> **Work to complete**
The entries below are to be written out again without alteration.

-- START Source material --

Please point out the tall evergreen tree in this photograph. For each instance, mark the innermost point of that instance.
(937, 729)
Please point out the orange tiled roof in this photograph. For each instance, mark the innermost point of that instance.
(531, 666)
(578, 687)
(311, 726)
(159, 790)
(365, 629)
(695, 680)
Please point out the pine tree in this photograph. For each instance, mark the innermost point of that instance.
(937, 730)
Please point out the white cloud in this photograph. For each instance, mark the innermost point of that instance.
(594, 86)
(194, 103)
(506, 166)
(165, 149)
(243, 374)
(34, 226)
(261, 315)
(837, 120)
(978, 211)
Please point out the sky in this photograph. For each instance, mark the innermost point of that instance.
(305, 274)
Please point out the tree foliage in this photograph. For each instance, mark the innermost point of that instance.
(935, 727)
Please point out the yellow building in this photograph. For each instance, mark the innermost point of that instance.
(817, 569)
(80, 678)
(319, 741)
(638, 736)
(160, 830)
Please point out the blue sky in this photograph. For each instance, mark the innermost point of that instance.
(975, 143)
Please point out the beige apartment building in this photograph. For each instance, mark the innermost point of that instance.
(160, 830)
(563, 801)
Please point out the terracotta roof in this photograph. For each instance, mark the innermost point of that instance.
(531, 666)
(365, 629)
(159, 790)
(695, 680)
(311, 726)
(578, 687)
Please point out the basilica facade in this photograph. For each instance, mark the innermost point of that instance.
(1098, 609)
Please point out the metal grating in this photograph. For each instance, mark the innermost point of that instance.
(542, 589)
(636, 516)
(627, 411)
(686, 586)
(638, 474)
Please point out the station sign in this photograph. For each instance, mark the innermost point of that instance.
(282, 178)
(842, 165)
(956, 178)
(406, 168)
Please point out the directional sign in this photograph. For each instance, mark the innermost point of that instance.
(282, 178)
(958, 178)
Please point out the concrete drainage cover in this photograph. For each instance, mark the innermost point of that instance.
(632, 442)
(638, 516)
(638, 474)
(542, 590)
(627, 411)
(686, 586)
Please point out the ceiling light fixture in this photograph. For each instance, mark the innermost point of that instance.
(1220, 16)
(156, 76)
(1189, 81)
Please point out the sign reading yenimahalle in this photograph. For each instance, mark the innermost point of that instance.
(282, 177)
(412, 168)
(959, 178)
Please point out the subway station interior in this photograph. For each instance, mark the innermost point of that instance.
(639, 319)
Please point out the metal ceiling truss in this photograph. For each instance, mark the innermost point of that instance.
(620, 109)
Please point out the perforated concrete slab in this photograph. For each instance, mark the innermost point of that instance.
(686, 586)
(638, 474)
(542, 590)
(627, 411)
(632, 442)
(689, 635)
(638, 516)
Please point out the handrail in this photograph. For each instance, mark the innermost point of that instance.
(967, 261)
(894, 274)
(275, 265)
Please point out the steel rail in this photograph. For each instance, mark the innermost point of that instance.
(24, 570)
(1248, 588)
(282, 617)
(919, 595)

-- END Source material --

> **Correct result**
Please point out the tall evergreen tree in this photograph. For each instance, mark the innermost point of that instance.
(937, 729)
Please point out the orange tiled roof in this photograph. For each instance, mark the innermost point of that instance.
(531, 666)
(578, 687)
(311, 726)
(159, 790)
(365, 629)
(695, 680)
Please point out the pine tree in this photograph. For each instance, mark the innermost point of that instance.
(937, 730)
Please point out the white cloud in this photograph. For each instance, mark the innermost point of that instance.
(594, 86)
(194, 103)
(506, 166)
(165, 149)
(243, 374)
(34, 226)
(261, 315)
(837, 120)
(978, 211)
Please point out the sky in this photograph. For each instance, mark the innermost point of that instance.
(305, 274)
Please point out the tree foliage in this photograph. For each instance, mark the innermost point of that instance.
(935, 727)
Please point out the yellow building in this photograph. For each instance, mark the innermost point of that instance.
(817, 569)
(80, 678)
(319, 741)
(638, 736)
(160, 830)
Please point out the blue sky in this photograph. For each instance, mark the innermost point of that instance.
(975, 143)
Please point out the beige apartment building in this photograph. For each instance, mark the innermost point of that instance.
(160, 830)
(563, 801)
Please point out the terracotta roof in this photograph. For each instance, mark the innermost point of that instance.
(531, 666)
(365, 629)
(159, 790)
(695, 680)
(311, 726)
(578, 687)
Please point out the basilica facade in this photograph. For each instance, mark the innermost point of that instance.
(1098, 609)
Please point out the metal grating in this photograph. For each instance, mark the innermost point of that instance.
(542, 589)
(636, 516)
(627, 411)
(686, 586)
(638, 474)
Please point out the station sign in this photograph. For each instance, mark the innermost point of that instance.
(282, 178)
(842, 165)
(956, 178)
(406, 168)
Please point out the directional sign in this photograph. For each instance, mark the innermost point of that instance.
(282, 178)
(958, 178)
Please point out the concrete drainage cover in this photograph. For each instance, mark the innermost point of that instance.
(632, 442)
(638, 516)
(638, 474)
(542, 590)
(627, 411)
(686, 586)
Please point out the ceiling light fixture in this photograph. For each instance, mark the innermost point of that instance.
(1220, 16)
(156, 76)
(1189, 81)
Please point out the sign reading yenimahalle in this photograph. For each instance, mark the innermost point of that instance.
(282, 177)
(412, 168)
(959, 178)
Please point out the subway station interior in this photograph. For each instance, mark the innermost point of that instance.
(639, 319)
Please point out the metal ceiling truss in this photograph. For each instance, mark the innermost point of that instance.
(620, 109)
Please point out the perforated concrete slab in this photograph. For each instance, mark the innermost point of that instance.
(686, 586)
(638, 474)
(542, 590)
(627, 411)
(632, 442)
(689, 635)
(638, 516)
Please point out the handrail in this photograph. For each instance, mark the innermost point of that instance.
(967, 261)
(894, 274)
(275, 265)
Please point out the steel rail in this photograph. For each instance, mark the innermost point of that instance.
(24, 570)
(1248, 588)
(282, 617)
(919, 595)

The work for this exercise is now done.